From the first line to the last, write out the records exactly.
=== Extracted records ===
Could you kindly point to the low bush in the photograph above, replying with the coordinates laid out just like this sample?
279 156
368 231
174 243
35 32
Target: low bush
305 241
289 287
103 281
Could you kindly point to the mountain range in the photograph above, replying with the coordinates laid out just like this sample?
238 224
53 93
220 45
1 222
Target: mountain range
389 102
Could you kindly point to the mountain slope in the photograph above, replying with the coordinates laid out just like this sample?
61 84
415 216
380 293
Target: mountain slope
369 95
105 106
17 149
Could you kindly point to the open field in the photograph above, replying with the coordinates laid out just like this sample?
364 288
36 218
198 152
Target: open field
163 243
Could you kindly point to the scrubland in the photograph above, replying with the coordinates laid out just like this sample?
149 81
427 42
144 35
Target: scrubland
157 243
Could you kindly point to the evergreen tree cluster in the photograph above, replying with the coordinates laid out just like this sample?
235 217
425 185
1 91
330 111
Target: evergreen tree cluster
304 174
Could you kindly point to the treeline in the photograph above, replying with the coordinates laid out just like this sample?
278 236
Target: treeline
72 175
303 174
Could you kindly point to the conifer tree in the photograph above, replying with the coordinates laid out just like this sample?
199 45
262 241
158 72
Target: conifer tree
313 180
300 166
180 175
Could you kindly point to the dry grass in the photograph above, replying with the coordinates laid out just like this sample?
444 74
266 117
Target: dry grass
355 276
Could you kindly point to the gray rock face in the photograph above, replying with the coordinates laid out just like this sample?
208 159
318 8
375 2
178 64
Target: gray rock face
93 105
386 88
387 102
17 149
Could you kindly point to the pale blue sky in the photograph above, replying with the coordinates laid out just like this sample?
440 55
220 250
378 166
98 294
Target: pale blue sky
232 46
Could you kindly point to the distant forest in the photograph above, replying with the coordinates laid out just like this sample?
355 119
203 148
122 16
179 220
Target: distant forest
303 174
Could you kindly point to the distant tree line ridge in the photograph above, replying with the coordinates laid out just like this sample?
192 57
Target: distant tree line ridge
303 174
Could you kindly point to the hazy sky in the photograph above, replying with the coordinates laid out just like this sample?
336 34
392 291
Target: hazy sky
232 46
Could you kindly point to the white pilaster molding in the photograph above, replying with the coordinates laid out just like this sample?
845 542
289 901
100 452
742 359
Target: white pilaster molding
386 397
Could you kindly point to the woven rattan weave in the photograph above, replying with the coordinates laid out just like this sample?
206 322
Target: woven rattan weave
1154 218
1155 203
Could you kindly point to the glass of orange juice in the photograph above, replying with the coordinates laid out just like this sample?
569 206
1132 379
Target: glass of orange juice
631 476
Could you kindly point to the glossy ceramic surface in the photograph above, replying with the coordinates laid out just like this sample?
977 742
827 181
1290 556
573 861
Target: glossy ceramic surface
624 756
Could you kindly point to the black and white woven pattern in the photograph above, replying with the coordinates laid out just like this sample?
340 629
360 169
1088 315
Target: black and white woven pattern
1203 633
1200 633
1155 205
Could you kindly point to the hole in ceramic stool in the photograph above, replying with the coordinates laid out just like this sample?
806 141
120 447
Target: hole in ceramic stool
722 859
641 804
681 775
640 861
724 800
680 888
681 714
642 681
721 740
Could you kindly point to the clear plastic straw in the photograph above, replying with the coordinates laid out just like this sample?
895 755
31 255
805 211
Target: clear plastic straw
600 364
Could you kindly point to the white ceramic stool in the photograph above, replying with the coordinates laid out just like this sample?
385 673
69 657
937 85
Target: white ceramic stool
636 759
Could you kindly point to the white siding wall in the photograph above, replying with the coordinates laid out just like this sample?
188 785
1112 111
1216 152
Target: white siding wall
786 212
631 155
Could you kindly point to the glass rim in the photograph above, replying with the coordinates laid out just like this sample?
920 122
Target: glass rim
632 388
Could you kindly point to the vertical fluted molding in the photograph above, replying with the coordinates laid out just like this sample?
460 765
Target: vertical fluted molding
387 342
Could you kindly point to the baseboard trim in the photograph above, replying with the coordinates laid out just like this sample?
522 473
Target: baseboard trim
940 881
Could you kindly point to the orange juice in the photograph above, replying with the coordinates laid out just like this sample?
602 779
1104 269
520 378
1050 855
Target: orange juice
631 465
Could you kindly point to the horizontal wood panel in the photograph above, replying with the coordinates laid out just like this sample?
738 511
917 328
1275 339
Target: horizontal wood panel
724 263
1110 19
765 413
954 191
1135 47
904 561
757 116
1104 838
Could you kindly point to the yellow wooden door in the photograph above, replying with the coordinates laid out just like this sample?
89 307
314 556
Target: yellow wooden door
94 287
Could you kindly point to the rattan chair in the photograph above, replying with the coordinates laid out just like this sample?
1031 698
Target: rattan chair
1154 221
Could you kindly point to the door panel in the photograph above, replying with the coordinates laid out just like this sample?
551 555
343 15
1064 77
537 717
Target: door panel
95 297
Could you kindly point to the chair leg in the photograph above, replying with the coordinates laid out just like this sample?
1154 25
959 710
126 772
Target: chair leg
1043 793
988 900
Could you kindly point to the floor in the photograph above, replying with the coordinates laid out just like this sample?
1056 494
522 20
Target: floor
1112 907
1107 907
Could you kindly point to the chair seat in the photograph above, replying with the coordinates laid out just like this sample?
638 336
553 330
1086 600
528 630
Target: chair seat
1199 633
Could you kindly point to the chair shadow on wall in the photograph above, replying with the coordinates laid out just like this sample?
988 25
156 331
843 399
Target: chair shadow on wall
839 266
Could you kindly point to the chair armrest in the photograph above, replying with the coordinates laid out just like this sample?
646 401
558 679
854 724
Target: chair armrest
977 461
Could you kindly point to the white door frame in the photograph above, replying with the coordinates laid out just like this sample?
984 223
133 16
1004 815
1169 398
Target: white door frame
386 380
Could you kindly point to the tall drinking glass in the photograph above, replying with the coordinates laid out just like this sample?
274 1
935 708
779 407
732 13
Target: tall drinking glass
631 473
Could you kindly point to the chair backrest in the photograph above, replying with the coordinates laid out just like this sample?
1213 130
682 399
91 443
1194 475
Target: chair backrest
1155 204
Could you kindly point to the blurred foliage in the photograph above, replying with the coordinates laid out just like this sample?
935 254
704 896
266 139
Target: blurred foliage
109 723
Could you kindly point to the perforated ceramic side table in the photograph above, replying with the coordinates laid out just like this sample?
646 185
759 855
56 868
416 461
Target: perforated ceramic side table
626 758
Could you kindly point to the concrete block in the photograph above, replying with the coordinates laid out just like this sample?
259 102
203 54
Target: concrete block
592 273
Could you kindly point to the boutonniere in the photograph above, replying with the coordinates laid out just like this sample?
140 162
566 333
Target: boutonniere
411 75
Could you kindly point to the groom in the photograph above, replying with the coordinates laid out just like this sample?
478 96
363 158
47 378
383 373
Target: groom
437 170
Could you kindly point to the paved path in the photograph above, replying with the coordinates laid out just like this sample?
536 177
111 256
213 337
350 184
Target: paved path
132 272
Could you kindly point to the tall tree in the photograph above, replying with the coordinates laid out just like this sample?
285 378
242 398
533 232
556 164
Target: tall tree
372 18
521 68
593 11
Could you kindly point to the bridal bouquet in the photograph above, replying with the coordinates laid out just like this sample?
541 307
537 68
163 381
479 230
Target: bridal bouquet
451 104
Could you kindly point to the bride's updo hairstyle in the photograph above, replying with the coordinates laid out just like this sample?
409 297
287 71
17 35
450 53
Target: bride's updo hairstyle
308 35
===
● Answer to the exercise:
Could you kindly point to the low bush in the photograph above, replying with the coordinates laid out just like this sample?
279 156
368 231
174 243
35 32
Target: low bush
305 241
289 287
103 281
Could you kindly point to the mountain range in the photograph above, replying with the coordinates laid out just like this sample?
238 224
53 93
220 45
1 222
Target: mountain range
389 102
Could you kindly point to the mountain slope in the photograph above, replying with the coordinates laid out just like this sample?
61 84
415 216
380 293
Target: mountain slope
369 95
105 106
17 149
Could you kindly point to the open field in the photograph above, replying with the coordinates laid out just like this sample?
364 288
36 218
198 152
Target: open field
163 243
Could you kindly point to the scrubland in the photograph above, replying with the coordinates laid out just like this sample?
149 81
427 42
144 35
Target: scrubland
157 243
Could you kindly point to the evergreen tree cluster in the photograph above, replying with the coordinates laid out just like this sample?
235 217
425 185
1 91
330 111
Target: evergreen tree cluster
304 174
Could you kindly point to the treeline in the photograph above, replying with the coordinates laid out just like this sample?
278 236
Target: treeline
72 175
303 174
Could you kindly point to the conifer tree in the photograph above, replying with the coordinates laid out just like this sample?
199 45
262 241
158 72
Target: conifer tree
313 180
300 166
180 175
Could you kindly point to the dry grass in the photograph above, replying with the coordinates laid out just like this sample?
444 74
266 117
Target: dry grass
355 276
Could you kindly point to the gray rock face in the photograph above, replying with the coordinates laid out just like this sample?
208 159
318 8
375 2
178 64
Target: gray rock face
93 105
386 88
387 102
17 149
Could you kindly point to the pale blue sky in the photograph above, replying with the coordinates laid out just like this sample?
440 55
220 250
378 166
98 294
Target: pale blue sky
232 46
Could you kindly point to the distant forest in the photograph above, replying with the coordinates laid out just like this sample?
355 119
203 148
122 16
179 220
Target: distant forest
303 174
Could you kindly point to the distant tree line ridge in the photograph above, replying with the coordinates laid out just like this sample?
192 57
Target: distant tree line ridge
303 174
Could you kindly point to the hazy sky in the photograph above, replying with the coordinates laid out just like this sample?
336 34
392 291
Target: hazy sky
232 46
Could you kindly point to the white pilaster molding in the photograph above, replying with the coordinates laid out just like this sample?
845 542
289 901
100 452
742 359
Target: white pilaster molding
386 397
Could you kindly point to the woven rattan weave in the photograph above, replying with the coordinates laid out just like this sample?
206 322
Target: woven rattan weave
1154 218
1155 203
Could you kindly point to the glass of orange juice in the photograph above, replying with the coordinates laid out just like this sample?
569 206
1132 379
Target: glass of orange juice
631 476
Could you kindly point to the glossy ceramic surface in the photograph above, replying with the coordinates laid out just like this sample?
977 742
827 181
1290 556
573 861
Target: glossy ceramic surface
624 756
Could you kindly point to the black and white woven pattern in the photograph above, replying with the coordinates laid out just like this sample?
340 629
360 169
1088 315
Target: black and white woven pattern
1203 633
1200 633
1155 205
Could you kindly point to the hole in ceramic stool in the photograph above, replying with the coordinates laid out just like this sample?
806 141
120 447
Target: hole in ceramic stool
722 859
641 804
681 775
640 861
724 800
680 888
681 714
642 681
721 740
Could you kindly point to the clear plastic straw in the photograph above, replying with the coordinates laid out just like this sample?
895 755
31 255
805 211
Target: clear plastic straw
600 364
Could you kindly point to the white ceramic stool in the photograph above, replying with the coordinates laid out just like this sample?
385 673
69 657
937 85
Target: white ceramic stool
636 759
Could you kindly point to the white siding wall in the photograph above, replying with the coordinates laid out just like this sample?
188 785
1112 111
1216 152
Target: white siding wall
786 212
631 155
Could you kindly point to the glass rim in the photograph above, replying with the coordinates laid out just like this sample?
920 122
Target: glass rim
632 388
Could you kindly point to the vertical fluted molding in the photograph above, replying with the coordinates laid out just like this sample?
460 765
Target: vertical fluted molding
387 342
Could you kindly point to the baseboard trim in the photograph above, replying with the coordinates laid out just like this sample?
522 473
Target: baseboard trim
940 881
Could you kindly point to the orange juice in the photograph above, replying with the coordinates laid out just like this sample?
602 779
1104 269
520 378
1050 855
Target: orange juice
631 465
Could you kindly point to the horizontal wood panel in the photograph above, replying with the coordinates laid out just like this sample?
738 511
917 328
1275 339
Target: horizontal wood panel
724 263
1110 19
765 413
954 191
1135 47
904 561
757 116
1104 838
Could you kindly point to the yellow wooden door in the photograph above, replying with the coordinates laid out just like this sample?
89 307
314 556
Target: yellow wooden door
94 287
Could you kindly point to the rattan chair in the photograph above, replying with the coordinates laid out just like this sample?
1031 698
Target: rattan chair
1154 221
Could you kindly point to the door panel in the photograph above, replying with the coordinates laid out just like this sample?
551 555
343 15
1064 77
537 717
Target: door panel
95 297
Could you kindly point to the chair leg in the photograph above, replying with the coordinates laid out just like this sample?
1154 25
959 710
126 772
Target: chair leg
1043 793
988 900
Could you kindly point to the floor in the photograph above, replying with the coordinates laid out just like this sample?
1056 494
522 20
Target: floor
1112 907
1107 907
Could you kindly point to the chair seat in the photograph above, replying with the coordinates laid out just like this sample?
638 336
553 330
1086 600
528 630
Target: chair seat
1199 633
Could you kindly point to the chair shadow on wall in the photograph above, replying with the coordinates laid out just like this sample?
988 25
156 331
843 399
Target: chair shadow on wall
839 266
Could you kindly point to the chair armrest in the photograph above, replying with the coordinates laid out just like this sample?
646 401
558 679
854 724
Target: chair armrest
977 461
Could you kindly point to the white door frame in the photograph above, replying with the coordinates laid out just like this sample?
984 223
133 16
1004 815
1169 398
Target: white door frame
386 380
Could you kindly point to the tall drinking glass in the photograph above, replying with the coordinates laid out just like this sample?
274 1
935 708
779 407
732 13
Target: tall drinking glass
631 473
Could you kindly point to the chair backrest in the photograph above, replying with the coordinates laid out just like this sample?
1213 130
682 399
91 443
1194 475
Target: chair backrest
1155 204
Could you kindly point to the blurred foliage in the photograph above, replying with the coordinates laid out just like this sample?
935 254
704 896
266 139
Target: blurred foliage
109 723
Could you kindly point to the perforated ceramic side table in the photograph above, replying with the coordinates laid out just like this sample?
646 185
759 855
56 868
416 461
Target: perforated ceramic side table
626 758
Could you kindly point to the concrete block in the photograph above, replying with the coordinates laid out just like this sample?
259 102
203 54
Target: concrete block
592 273
Could you kindly point to the boutonniere in the photograph above, replying with the coordinates laid out just like this sample?
140 162
566 333
Target: boutonniere
411 75
Could you kindly point to the groom in the photograph above, replying with the coordinates laid out just like this sample?
478 96
363 158
47 378
383 373
Target: groom
437 170
Could you kindly point to the paved path in the photograph above, replying with the coordinates laid out just like this sample?
536 177
111 256
213 337
350 184
Target: paved path
132 272
Could you kindly point to the tall tree in the photograph above, replying with the coordinates laid out just like this sample?
285 378
242 398
533 232
556 164
Target: tall tree
372 18
521 68
593 11
Could you kindly point to the bridal bouquet in the photograph above, replying with the coordinates laid out just like this sample?
541 307
537 68
163 381
479 230
Target: bridal bouquet
451 104
Could you kindly point to the bride's updo hairstyle in the photograph above, replying with the coordinates laid out just like this sample?
409 297
287 71
17 35
450 53
Target: bride's updo hairstyle
308 35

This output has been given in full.